Textauszug:
★ ★ ★ ★ ★

Teil wo Daten nach submit gelesen werden

#Sende Anfrage und hole Daten von RS232
if [ "$submit" = "true" ] 
then
#info=$( echo "(print)" | nc 192.168.1.10 9000 )
#echo "(set-repl-prompt! \"\")" | nc 192.168.1.10 9000
echo "(read_ISO)" | nc 192.168.1.10 9000 
info=$( nc 192.168.1.10 9001 )
fi



#Auswahl ob refresh gesetzt ist
if [ "$periodic" = "true" ] 
then
meta_refresh='<meta http-equiv="refresh" content="'$refreshtime'; URL=RFID.sh?periodic=true&refreshtime='$refreshtime'&send=true">'
flag="checked='true'"
modus="Cycle Reading"

★ ★ ★ ★ ★

Gestellte Aufgabe A:
Beantworte die folgenden Fragen zum Shell-Skript:
(i) An welche IP-Adresse und welchen Port wird der Befehl "(read_ISO)" gesendet?
(ii) Über welchen Port wird der Wert für die Variable info abgeholt?
(iii) Welchen Wert erhält die Variable modus, wenn periodic gleich "true" ist?
Gestellte Aufgabe B: Nenne alle Variablen, denen im Shell-Skript außerhalb auskommentierter Zeilen ein Wert zugewiesen wird.
Gestellte Aufgabe C: Führe das Shell-Skript nach der Zuweisung an die Variable modus fort.

(Gesammelte Daten)
★ ★ ★ ★ ★

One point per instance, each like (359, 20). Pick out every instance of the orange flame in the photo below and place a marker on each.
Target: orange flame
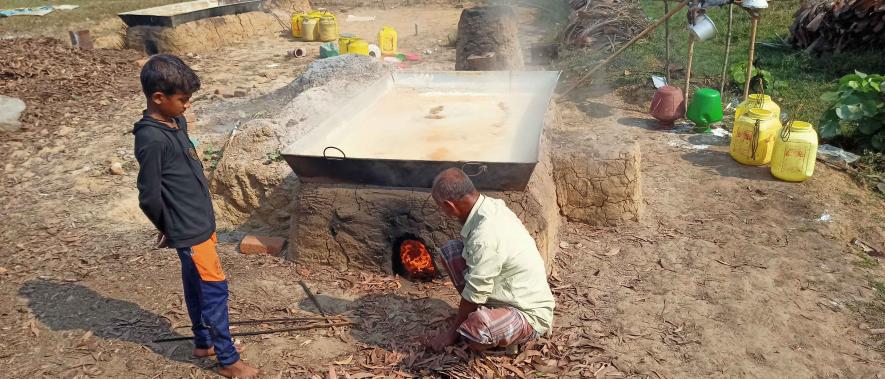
(416, 260)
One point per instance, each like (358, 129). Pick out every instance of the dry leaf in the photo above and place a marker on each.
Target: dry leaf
(346, 361)
(613, 252)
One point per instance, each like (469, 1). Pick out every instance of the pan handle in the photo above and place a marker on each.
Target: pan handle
(480, 168)
(341, 158)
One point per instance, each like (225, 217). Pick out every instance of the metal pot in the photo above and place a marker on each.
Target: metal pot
(703, 28)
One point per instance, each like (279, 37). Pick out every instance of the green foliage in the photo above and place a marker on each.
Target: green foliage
(856, 110)
(211, 155)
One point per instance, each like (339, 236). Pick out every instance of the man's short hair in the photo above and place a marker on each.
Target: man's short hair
(452, 184)
(168, 74)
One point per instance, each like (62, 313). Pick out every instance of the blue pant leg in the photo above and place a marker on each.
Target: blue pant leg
(190, 278)
(214, 306)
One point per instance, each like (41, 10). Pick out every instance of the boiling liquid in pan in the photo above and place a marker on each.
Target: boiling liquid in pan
(411, 124)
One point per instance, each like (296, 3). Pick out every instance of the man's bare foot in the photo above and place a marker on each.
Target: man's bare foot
(238, 370)
(210, 352)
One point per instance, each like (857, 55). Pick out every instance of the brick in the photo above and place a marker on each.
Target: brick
(261, 245)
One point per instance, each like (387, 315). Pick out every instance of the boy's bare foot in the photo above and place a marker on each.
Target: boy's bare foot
(210, 352)
(238, 370)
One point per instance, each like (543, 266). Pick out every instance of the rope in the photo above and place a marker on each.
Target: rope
(755, 142)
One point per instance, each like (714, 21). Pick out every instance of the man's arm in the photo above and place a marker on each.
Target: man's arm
(483, 266)
(150, 197)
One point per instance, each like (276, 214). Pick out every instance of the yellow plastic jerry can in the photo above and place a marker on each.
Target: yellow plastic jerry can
(387, 41)
(795, 151)
(757, 100)
(752, 139)
(296, 23)
(309, 29)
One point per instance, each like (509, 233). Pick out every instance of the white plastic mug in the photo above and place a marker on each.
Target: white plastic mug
(703, 28)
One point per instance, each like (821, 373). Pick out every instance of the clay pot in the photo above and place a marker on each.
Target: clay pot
(667, 106)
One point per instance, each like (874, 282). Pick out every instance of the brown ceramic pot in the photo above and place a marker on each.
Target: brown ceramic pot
(667, 106)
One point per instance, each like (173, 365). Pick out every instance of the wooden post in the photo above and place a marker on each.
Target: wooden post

★ ★ ★ ★ ★

Antwort A:
(i) An die IP-Adresse 192.168.1.10 und den Port 9000.
(ii) Über den Port 9001.
(iii) Sie erhält den Wert "Cycle Reading".

Antwort B: info, meta_refresh, flag, modus

Antwort C:
fi


#Beginn Html
echo '<html>'
echo '<head>'
echo '<meta http-equiv="Content-Type" content="text/html; charset=UTF-8">'
echo $meta_refresh
echo '<title></title>'
echo '<link rel="stylesheet" type="text/css" href="http://localhost/webif/style.css">'
echo '</head>'
echo '<body>'
echo '<div id="container">'

#Header
echo '<div id="header">'
echo '</div>'

#Navigationsleiste
echo '<div id="nav">'
echo '<ul>'
echo '<li><a href="RFID.sh">Daten lesen</a></li>'
echo '<li><a href="RFID.sh">Passwort ändern</a></li>'
echo '</ul>'
echo '</div>'

echo '<div id="wrapper">'
echo '<div id="content">'

#ab hier beginnt der Inhalt

echo '<div id="links">'
echo '<h1>Einstellungen:</h1>'

echo '<form name="input" action="RFID.sh" method="GET">'
echo '<label>Modus: '$modus'</label><br><br><br>'
echo '<label for="periodic">zyklisch:</label>'
#echo '<input type="checkbox" name="periodic" id="periodic" value="true" '$flag' onclick="if(!this.checked) this.form.submit();"><br>'
echo "<input type='checkbox' name='periodic' id='periodic' value='true' "$flag" onClick=\" if(!this.checked) self.location.href='RFID.sh'\"><br>"
echo '<label for="intervall">Intervall:</label>'
echo '<select name="refreshtime">'
echo '<option value="1"'

if [ "$refreshtime" = "1" ] 
then 
echo "selected" 
fi 

echo '>1sec</option>'

echo '<option value="2"' 
if [ "$refreshtime" = "2" ] 
then 
echo "selected" 
fi 
echo '>2sec</option>'
echo '<option value="3"' 
if [ "$refreshtime" = "3" ] 
then 
echo "selected"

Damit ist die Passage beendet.